▶ **Task 1**: Please rewrite the passage in the forum thread on Matthew Palmer brushes from "There's a Rosemary brush dealer" through "Very cordial." in the first post by 3Eggs as a short list, keeping its main facts.
▶ **Task 2**: Carry on the forum thread about Matthew Palmer tree and texture brushes from the point where it stops.

# start of Text segment

# Matthew Palmer Tree & Texture Brushs



## phoffman99 (Aug 24, 2021)

I was trying to order some* Matthew Palmer Tree & Texture Brush - Small and went to the web site. By the time I got thru with the brush cost, the VAT, the shipping and joining his website I was going to spend 4* what the brushes cost.
I am just starting out with water color - is there a more reasonable brand and type to produce the same results?
Thanks.
*


----------



## 3Eggs (Aug 15, 2021)

phoffman99 said:


> I was trying to order some* Matthew Palmer Tree & Texture Brush - Small and went to the web site. By the time I got thru with the brush cost, the VAT, the shipping and joining his website I was going to spend 4* what the brushes cost.
> I am just starting out with water color - is there a more reasonable brand and type to produce the same results?
> Thanks.
> *


There's a Rosemary brush dealer that I've dealt with and they are really knowledgeable. Go to Linen art panels, linen panels, canvas panels, Easyl pochade boxes, Hughes studio easels, Hughes Easels, studio taborets, portable palettes, Rosemary Brushes, US Distributor of Rosemary Brushes, plein air painting supplies.
They are in Texas. I'd call them first. Very cordial.


----------



## 3Eggs (Aug 15, 2021)

3Eggs said:


> There's a Rosemary brush dealer that I've dealt with and they are really knowledgeable. Go to Linen art panels, linen panels, canvas panels, Easyl pochade boxes, Hughes studio easels, Hughes Easels, studio taborets, portable palettes, Rosemary Brushes, US Distributor of Rosemary Brushes, plein air painting supplies.
> They are in Texas. I'd call them first. Very cordial.


Oops-- its windriverarts.com


----------



## phoffman99 (Aug 24, 2021)

Thanks, great selection, just ordered a brush. They are at a convention so I have to wait until they get back to ship it to me.


----------



## Mullanphy (Apr 25, 2020)

phoffman99 said:


> *... - is there a more reasonable brand and type to produce the same results?

# end of Text segment
# start of Data lines

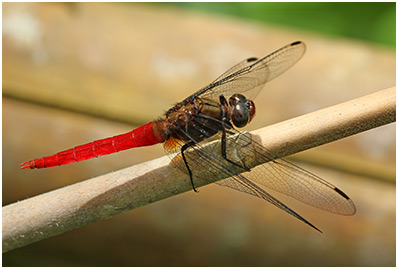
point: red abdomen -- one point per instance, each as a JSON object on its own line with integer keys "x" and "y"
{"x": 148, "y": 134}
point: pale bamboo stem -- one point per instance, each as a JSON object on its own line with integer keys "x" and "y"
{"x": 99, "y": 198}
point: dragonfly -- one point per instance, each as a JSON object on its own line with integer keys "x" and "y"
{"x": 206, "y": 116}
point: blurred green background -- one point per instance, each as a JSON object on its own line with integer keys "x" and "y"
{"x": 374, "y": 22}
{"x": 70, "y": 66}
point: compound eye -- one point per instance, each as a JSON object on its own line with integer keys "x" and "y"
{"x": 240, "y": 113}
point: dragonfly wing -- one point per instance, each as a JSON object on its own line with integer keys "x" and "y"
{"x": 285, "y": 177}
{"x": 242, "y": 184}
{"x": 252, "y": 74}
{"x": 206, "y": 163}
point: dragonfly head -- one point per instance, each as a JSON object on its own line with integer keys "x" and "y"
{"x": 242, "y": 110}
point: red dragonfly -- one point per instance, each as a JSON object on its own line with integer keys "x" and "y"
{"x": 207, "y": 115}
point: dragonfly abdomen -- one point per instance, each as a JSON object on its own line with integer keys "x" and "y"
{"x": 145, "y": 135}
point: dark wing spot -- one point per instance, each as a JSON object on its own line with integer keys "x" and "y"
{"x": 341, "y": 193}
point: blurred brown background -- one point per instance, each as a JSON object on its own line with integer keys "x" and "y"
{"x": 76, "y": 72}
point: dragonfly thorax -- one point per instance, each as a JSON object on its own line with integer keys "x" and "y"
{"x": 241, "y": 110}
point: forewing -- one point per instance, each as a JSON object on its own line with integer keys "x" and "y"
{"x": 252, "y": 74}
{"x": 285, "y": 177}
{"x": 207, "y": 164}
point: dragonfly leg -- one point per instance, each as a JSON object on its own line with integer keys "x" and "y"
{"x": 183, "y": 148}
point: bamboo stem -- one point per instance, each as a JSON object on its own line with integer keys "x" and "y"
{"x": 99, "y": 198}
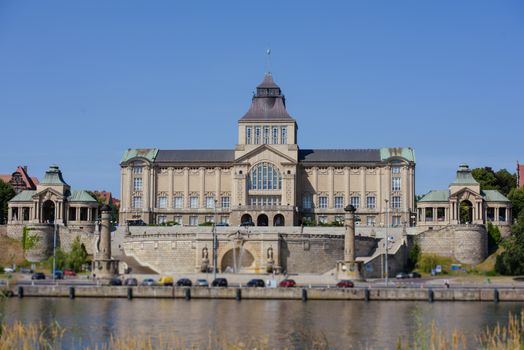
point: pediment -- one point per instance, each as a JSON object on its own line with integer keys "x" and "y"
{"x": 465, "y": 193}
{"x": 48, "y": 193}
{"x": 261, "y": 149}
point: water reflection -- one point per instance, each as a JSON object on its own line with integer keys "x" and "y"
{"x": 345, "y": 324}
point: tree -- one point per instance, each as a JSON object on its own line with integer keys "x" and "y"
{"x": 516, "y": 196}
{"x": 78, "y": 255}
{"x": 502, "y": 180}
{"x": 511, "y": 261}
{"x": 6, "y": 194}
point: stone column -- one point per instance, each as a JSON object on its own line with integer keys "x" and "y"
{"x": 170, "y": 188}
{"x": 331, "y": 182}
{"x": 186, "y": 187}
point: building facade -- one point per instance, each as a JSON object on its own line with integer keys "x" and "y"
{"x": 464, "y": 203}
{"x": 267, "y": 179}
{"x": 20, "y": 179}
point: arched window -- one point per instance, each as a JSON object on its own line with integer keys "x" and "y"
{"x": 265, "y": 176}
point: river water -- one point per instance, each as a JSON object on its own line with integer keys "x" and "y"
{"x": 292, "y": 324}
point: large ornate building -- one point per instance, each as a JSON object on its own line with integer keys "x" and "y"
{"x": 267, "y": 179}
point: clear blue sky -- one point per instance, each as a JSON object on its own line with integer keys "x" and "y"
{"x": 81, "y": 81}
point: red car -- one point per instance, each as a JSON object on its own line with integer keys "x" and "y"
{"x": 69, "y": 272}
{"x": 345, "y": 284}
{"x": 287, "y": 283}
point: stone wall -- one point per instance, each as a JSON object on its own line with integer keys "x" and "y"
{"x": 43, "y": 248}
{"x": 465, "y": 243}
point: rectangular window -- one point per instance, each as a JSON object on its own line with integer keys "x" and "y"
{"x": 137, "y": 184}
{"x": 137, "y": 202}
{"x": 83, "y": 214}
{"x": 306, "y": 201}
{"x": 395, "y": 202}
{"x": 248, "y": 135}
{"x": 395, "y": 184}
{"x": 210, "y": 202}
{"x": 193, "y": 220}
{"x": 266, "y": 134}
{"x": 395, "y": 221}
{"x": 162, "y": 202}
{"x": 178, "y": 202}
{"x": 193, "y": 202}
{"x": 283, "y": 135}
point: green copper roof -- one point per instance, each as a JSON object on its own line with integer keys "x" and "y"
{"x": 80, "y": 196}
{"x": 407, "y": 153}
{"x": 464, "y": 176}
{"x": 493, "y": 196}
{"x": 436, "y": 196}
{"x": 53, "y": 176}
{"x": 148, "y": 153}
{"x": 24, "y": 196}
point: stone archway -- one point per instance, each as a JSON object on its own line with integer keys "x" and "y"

# end of Data lines

▶ **Final answer 1**:
- The writer has dealt with a knowledgeable Rosemary brush dealer, the US distributor of Rosemary Brushes.
- It sells linen and canvas art panels, Easyl pochade boxes, Hughes studio easels, studio taborets, portable palettes, Rosemary Brushes and plein air painting supplies.
- It is in Texas.
- The writer suggests calling first and describes the staff as very cordial.

▶ **Final answer 2**:
> Thanks.*


Have you tried Princeton Brush Company? Excellent quality brushes for all media at reasonable prices and available from most art suppliers. Often available on Amazon at the lowest price.

I am not an affiliate of PBC and do not receive compensation for the many links to their site that I share here. I just happen to really like their brushes.

My go-to watercolor dabbing brush of any size or shape are inexpensive _craft _brushes often sold for working in acrylic paint. I buy the ones with short stiff bristles sometimes called *scruffy *brushes. Plaid and FolkArt come to mind as brands, but an artist can make their own by shortening the bristles on just about any stiff-bristled brush.


----------



## phoffman99 (Aug 24, 2021)

Mullanphy said:


> Have you tried Princeton Brush Company? Excellent quality brushes for all media at reasonable prices and available from most art suppliers. Often available on Amazon at the lowest price.
> 
> I am not an affiliate of PBC and do not receive compensation for the many links to their site that I share here. I just happen to really like their brushes.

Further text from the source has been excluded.